---------- READING PASSAGE
Revised western blot scoring system

Discussion in 'Lyme Disease Archives' started by munch1958, Jul 31, 2007.

  1. munch1958

    munch1958 Member

    So far I've found a few websites mentioning a revised WB scoring system. I'm trying to learn more about this. As a result of these changes more cases of LD are being diagnosed and treated.

    Scotland Lyme article:
    http://jmm.sgmjournals.org/cgi/reprint/54/12/1139.pdf

    If lived in Scotland I'd be considered sero-positive. If Scotland and other European countries like Germany can air the big tick secret why can't the USA? Germany reported 30,000 reported Bb infections in 1992 but the population is only 1/3 of the USA. We've probably got 200,000+ people per year getting Lyme.

    The following excerpt is from Dr Holtorf's website:
    http://www.hormoneandlongevitycenter.com/lymedisease/

    There are some charts and graphs that don't post here. You can view them by going to the website. Dr. Holtorf is the genius behind FFC's protocol.

    According to point number 2 of the revised criteria (below) I am IgM positive. This is what Dr C has been telling me all along. Band 30 according to the FFC has no meaning but Dr C says it's the same as band 31. Lyme experts in also Europe say this is a significant band.
--------------------
#### [TASKS AND EXERCISES]
[A] What does the western blot forum post say from "If lived in" up to and including "behind FFC's protocol."? Quote that span word for word.
[B] How would the western blot forum post go on after its final sentence? Write the continuation.
---------- DATA SHOWN
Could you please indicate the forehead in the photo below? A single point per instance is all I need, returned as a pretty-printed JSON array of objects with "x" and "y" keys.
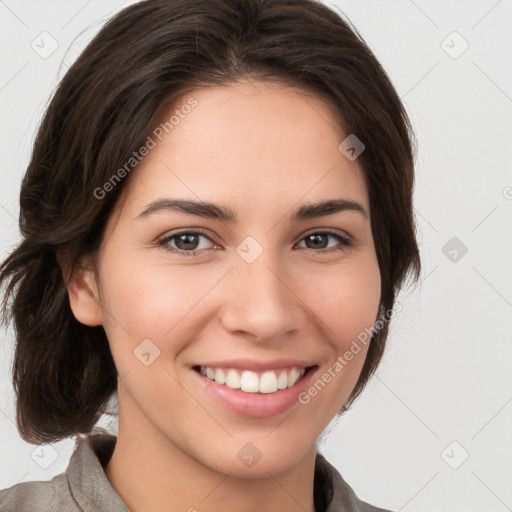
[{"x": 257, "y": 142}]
--------------------
---------- DATA SHOWN
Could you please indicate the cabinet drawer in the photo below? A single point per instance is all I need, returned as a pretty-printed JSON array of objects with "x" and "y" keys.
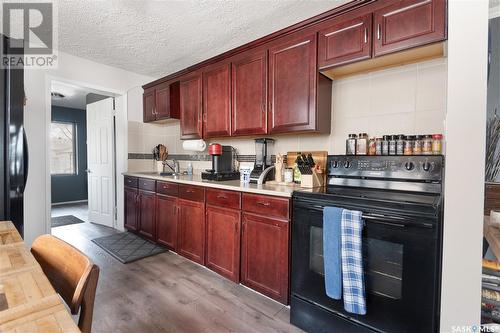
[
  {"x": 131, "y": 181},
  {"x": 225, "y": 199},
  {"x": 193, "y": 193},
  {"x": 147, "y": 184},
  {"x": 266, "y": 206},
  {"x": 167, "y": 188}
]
--------------------
#### [RESPONSES TO THE EXERCISE]
[A]
If lived in Scotland I'd be considered sero-positive. If Scotland and other European countries like Germany can air the big tick secret why can't the USA? Germany reported 30,000 reported Bb infections in 1992 but the population is only 1/3 of the USA. We've probably got 200,000+ people per year getting Lyme.

    The following excerpt is from Dr Holtorf's website:
    http://www.hormoneandlongevitycenter.com/lymedisease/

    There are some charts and graphs that don't post here. You can view them by going to the website. Dr. Holtorf is the genius behind FFC's protocol.

[B]
    It was bothering me a little that I didn't have a piece of paper saying "POSITIVE". I really wanted to fling that piece of paper in the doubting Thomas & Thomasettes faces and say I told you something was wrong and it's more serious than some fuzzy syndrome.

    According to this 55% of chronic Lyme patients are seronegative! I know I'm feeling very sick. I know I've got something horribly wrong. I keep going from doctor to doctor looking for answers. It's not me ... the doctors are running the wrong tests.

    Diagnosis and Treatment of Lyme Disease
    (A Culmination of the Literature) Kent Holtorf, M.D.
    CHARACTERISTICS of BORRELIA BURGDORFERI
    1. Over 1500 gene sequences
    2. At least 132 functioning genes (in contrast, T. pallidum has 22 functioning genes)
    3. 21 plasmids (three times more than any known bacteria)

    IMMUNE EVASION (‘STEALTH’ PATHOLOGY)
    1. Immune suppression
    2. Phase & antigenic variation
    3. Physical seclusion
    4. Secreted factors

    TYPES OF LYME DISEASE
    1. Early Lyme disease (“Stage I”)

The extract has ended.